══ STORED ROWS ══

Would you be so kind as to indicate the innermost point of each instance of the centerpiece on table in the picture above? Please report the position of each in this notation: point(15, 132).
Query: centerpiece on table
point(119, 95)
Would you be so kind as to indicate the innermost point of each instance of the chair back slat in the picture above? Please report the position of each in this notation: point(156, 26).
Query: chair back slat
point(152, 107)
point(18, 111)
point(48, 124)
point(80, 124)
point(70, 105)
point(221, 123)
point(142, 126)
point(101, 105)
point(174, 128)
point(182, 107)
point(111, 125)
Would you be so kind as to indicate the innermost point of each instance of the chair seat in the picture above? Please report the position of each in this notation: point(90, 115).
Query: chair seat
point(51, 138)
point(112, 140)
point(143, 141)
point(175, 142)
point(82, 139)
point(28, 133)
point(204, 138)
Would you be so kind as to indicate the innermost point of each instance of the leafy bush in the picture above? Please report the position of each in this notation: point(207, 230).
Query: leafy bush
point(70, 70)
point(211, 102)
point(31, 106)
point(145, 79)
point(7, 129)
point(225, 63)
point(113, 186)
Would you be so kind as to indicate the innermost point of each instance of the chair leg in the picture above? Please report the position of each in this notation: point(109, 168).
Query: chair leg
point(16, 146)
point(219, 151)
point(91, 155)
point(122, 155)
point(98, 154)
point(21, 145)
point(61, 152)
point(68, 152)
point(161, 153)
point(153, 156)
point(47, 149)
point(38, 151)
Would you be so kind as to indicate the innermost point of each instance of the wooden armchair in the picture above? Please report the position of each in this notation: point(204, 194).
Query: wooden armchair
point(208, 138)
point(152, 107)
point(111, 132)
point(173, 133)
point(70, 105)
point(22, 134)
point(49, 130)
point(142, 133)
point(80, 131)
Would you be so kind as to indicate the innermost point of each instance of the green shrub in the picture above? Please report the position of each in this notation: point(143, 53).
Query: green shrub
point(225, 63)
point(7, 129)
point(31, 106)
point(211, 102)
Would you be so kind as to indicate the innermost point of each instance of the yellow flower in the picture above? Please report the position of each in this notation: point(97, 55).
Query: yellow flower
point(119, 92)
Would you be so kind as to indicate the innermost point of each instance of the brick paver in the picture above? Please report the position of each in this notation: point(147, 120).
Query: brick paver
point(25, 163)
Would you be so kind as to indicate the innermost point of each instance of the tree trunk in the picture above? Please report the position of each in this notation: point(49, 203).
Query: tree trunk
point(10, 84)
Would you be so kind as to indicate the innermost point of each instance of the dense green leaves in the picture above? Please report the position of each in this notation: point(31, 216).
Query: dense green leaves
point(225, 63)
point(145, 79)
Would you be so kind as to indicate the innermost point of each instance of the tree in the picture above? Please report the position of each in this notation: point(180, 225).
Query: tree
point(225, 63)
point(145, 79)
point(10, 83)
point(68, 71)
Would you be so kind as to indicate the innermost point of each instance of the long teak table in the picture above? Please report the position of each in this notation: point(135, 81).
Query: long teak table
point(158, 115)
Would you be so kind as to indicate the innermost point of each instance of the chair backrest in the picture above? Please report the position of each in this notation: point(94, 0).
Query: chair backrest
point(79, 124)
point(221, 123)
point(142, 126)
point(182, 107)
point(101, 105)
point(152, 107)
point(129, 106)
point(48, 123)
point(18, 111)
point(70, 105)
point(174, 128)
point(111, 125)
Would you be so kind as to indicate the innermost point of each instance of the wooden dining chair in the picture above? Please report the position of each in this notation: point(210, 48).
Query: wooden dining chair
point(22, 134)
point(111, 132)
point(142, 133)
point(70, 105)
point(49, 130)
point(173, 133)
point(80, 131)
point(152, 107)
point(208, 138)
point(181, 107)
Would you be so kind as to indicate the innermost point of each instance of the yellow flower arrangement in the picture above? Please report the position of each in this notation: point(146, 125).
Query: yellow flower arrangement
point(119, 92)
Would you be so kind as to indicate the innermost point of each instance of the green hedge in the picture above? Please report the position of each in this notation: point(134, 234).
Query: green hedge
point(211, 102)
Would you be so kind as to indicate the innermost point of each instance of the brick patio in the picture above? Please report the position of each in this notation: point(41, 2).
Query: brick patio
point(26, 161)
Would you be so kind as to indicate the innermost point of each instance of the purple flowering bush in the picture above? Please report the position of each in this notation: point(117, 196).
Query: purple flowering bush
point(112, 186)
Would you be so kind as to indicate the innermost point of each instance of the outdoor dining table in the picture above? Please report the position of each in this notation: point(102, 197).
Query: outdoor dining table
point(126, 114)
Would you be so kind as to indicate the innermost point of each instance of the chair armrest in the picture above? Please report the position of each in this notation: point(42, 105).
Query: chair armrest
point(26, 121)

═══
══ STORED ROWS ══

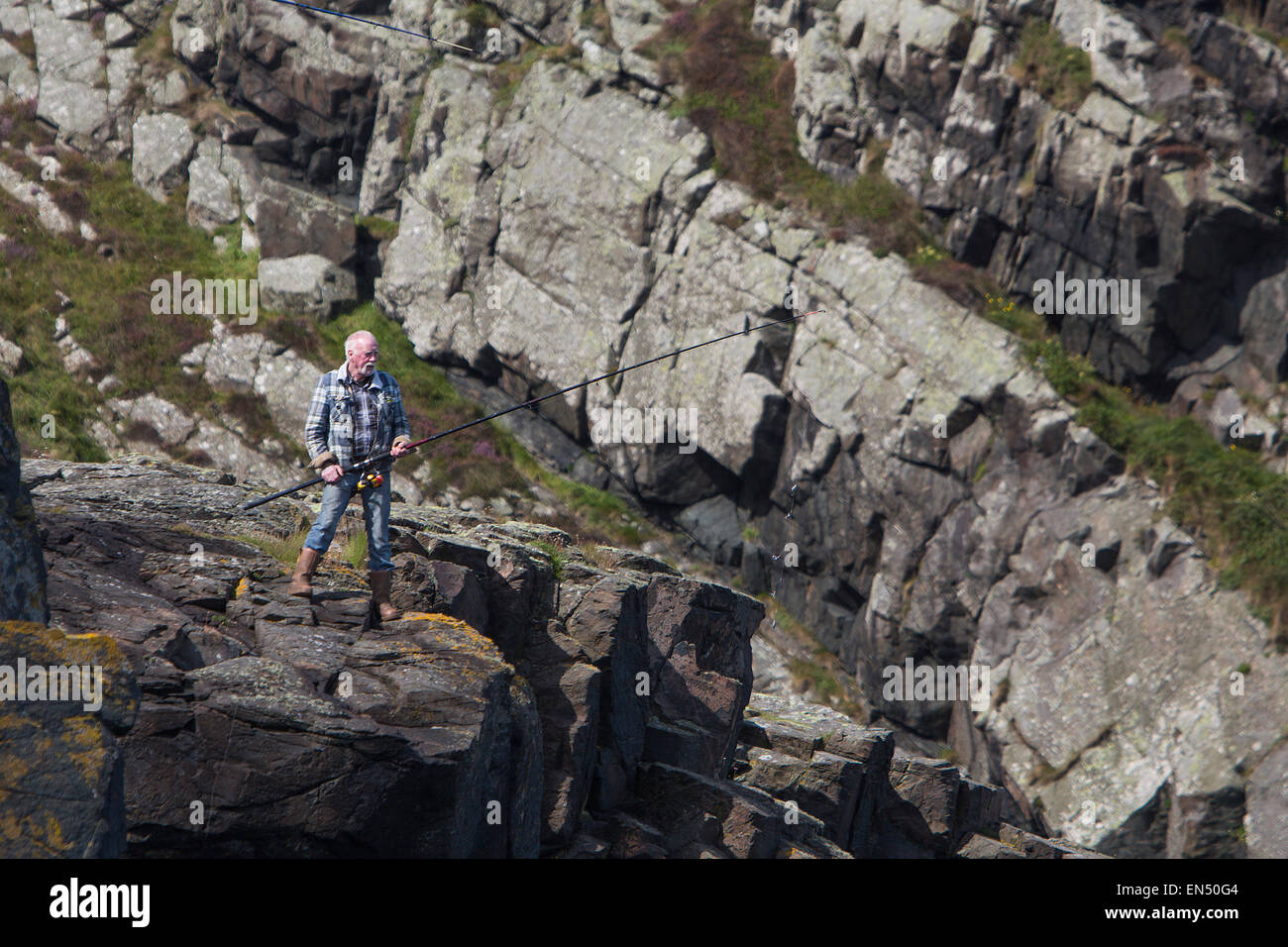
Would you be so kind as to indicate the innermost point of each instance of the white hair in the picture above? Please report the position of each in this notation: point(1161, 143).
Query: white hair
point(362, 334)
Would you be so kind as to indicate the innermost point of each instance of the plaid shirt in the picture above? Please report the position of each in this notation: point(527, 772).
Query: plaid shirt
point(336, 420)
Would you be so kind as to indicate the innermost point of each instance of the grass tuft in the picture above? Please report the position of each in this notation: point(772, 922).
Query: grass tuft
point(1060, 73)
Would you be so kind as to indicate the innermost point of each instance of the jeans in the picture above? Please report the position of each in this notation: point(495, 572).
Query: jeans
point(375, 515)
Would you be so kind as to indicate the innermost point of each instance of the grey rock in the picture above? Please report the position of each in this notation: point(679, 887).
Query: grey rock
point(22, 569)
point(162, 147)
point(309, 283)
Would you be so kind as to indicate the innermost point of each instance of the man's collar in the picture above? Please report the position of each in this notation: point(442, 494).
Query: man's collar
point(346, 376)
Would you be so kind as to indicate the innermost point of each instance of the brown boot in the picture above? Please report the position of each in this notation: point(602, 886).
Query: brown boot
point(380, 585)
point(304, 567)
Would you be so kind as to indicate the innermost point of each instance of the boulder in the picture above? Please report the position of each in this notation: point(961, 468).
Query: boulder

═══

* GIVEN PROBLEM:
Copy the material above word for word, starting at the line that contains "notation: point(135, 81)." and stopping after the line that contains "point(112, 186)".

* FINISHED EXERCISE:
Would you be so kind as to indicate the innermost point of each instance of the long teak table in the picture above? Please report the position of each in this notation: point(135, 81).
Query: long teak table
point(158, 115)
Would you be so kind as to indicate the innermost point of each instance of the chair backrest in the picture above? Please report the position of each in this notation: point(94, 0).
Query: chair backrest
point(79, 124)
point(221, 123)
point(142, 126)
point(182, 107)
point(101, 105)
point(152, 107)
point(129, 106)
point(48, 123)
point(18, 111)
point(70, 105)
point(174, 128)
point(111, 125)
Would you be so kind as to indicate the innermost point of each instance of the wooden dining chair in the picture above? Please report the position of each in this notation: point(210, 48).
Query: wooden dining chair
point(22, 134)
point(111, 132)
point(142, 133)
point(70, 105)
point(49, 130)
point(173, 133)
point(80, 131)
point(152, 107)
point(208, 138)
point(181, 107)
Would you be so kind as to indicate the innermost point of each instance of the yellow flower arrangement in the picture above? Please report the position of each in this notation: point(146, 125).
Query: yellow flower arrangement
point(119, 92)
Would you be so kind as to indicate the innermost point of each instance of the green hedge in the picture above? Please report the position of each in this notation: point(134, 234).
Query: green hedge
point(211, 102)
Would you be so kind as to indicate the innermost point of each instance of the brick patio in the picture above? Please report the position of each in this notation: point(41, 2).
Query: brick patio
point(26, 161)
Would you be so kind as to indicate the innermost point of each instance of the purple flowering bush in the picture above? Please report the position of each in this notation: point(117, 196).
Query: purple flowering bush
point(112, 186)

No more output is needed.